*ASSIGNED TASK*. Return the complete abstract on insulin receptor changes in starved and diabetic rats, word for word.

Tissue-related changes in insulin receptor number and autophosphorylation induced by starvation and diabetes in rats

Abstract

Insulin action is subject to regulation at the level of the insulin receptor and at postreceptor levels. Starvation and diabetes are often associated with insulin resistance for glucose metabolism in various tissues. In muscle, fat, and liver, we examined whether changes in the functionality of the insulin receptor correlated with changes in insulin action in the starved and diabetic state. Insulin-stimulated receptor autophosphorylation reflects an early physiologic step in transmission of the insulin signal, and for that reason, changes in auto phosphorylation activity of the insulin receptor were used as a marker to determine the functionality of the insulin receptor. Glycoprotein fractions prepared from skeletal muscle, diaphragm, epididymal fat, and liver of control, 3-day starved, short-term 3-day (S) diabetic (streptozotocin, 70 mg/kg intravenously), and long-term 6-month (L) diabetic (neonatal streptozotocin 100 μwg/g intraperitoneally) rats were used in this study. Receptor activity was monitored by measuring insulin-stimulated [γ- 32P]adenosine triphosphate (ATP) receptor autophosphorylation. In addition, to obtain information about whether changes in receptor autophosphorylation are related to changes in receptor number, relative numbers of high-affinity insulin receptors were determined by affinity cross-linking of [ 125I]insulin to the receptor α-chain and quantitation of the yield of labeled receptor α-chain. Control, starved, S diabetic, and L diabetic rats had plasma insulin and glucose levels of 294 ± 42, 90 ± 24, 48 ± 12, and 216 ± 30 pmol/L and 6.7 ± 0.2, 4.1 ± 0.2, 23.3 ± 0.7, and 21.6 ± 2.9 mmol/L, respectively. In all tissues, insulin-stimulated receptor autophosphorylation was normal to increased (skeletal muscle > liver > diaphragm > fat), and these changes in receptor functionality did not correlate with changes in insulin action on glucose metabolism in muscle, fat, and liver of starved and diabetic rats. This indicates that insulin resistance for glucose metabolism, when present in starved and diabetic rats, is due to postreceptor defects rather than to a decreased functionality of the receptor.

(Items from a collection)
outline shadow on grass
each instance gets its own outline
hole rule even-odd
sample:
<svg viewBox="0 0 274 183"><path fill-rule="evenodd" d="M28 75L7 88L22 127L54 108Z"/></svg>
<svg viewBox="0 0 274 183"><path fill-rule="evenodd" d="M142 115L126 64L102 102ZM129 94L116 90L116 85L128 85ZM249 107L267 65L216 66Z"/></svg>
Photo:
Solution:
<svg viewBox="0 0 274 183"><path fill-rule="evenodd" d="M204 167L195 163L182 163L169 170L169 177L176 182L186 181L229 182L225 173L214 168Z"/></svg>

*YOUR RESPONSE*.
Tissue-related changes in insulin receptor number and autophosphorylation induced by starvation and diabetes in rats

Abstract

Insulin action is subject to regulation at the level of the insulin receptor and at postreceptor levels. Starvation and diabetes are often associated with insulin resistance for glucose metabolism in various tissues. In muscle, fat, and liver, we examined whether changes in the functionality of the insulin receptor correlated with changes in insulin action in the starved and diabetic state. Insulin-stimulated receptor autophosphorylation reflects an early physiologic step in transmission of the insulin signal, and for that reason, changes in auto phosphorylation activity of the insulin receptor were used as a marker to determine the functionality of the insulin receptor. Glycoprotein fractions prepared from skeletal muscle, diaphragm, epididymal fat, and liver of control, 3-day starved, short-term 3-day (S) diabetic (streptozotocin, 70 mg/kg intravenously), and long-term 6-month (L) diabetic (neonatal streptozotocin 100 μwg/g intraperitoneally) rats were used in this study. Receptor activity was monitored by measuring insulin-stimulated [γ- 32P]adenosine triphosphate (ATP) receptor autophosphorylation. In addition, to obtain information about whether changes in receptor autophosphorylation are related to changes in receptor number, relative numbers of high-affinity insulin receptors were determined by affinity cross-linking of [ 125I]insulin to the receptor α-chain and quantitation of the yield of labeled receptor α-chain. Control, starved, S diabetic, and L diabetic rats had plasma insulin and glucose levels of 294 ± 42, 90 ± 24, 48 ± 12, and 216 ± 30 pmol/L and 6.7 ± 0.2, 4.1 ± 0.2, 23.3 ± 0.7, and 21.6 ± 2.9 mmol/L, respectively. In all tissues, insulin-stimulated receptor autophosphorylation was normal to increased (skeletal muscle > liver > diaphragm > fat), and these changes in receptor functionality did not correlate with changes in insulin action on glucose metabolism in muscle, fat, and liver of starved and diabetic rats. This indicates that insulin resistance for glucose metabolism, when present in starved and diabetic rats, is due to postreceptor defects rather than to a decreased functionality of the receptor.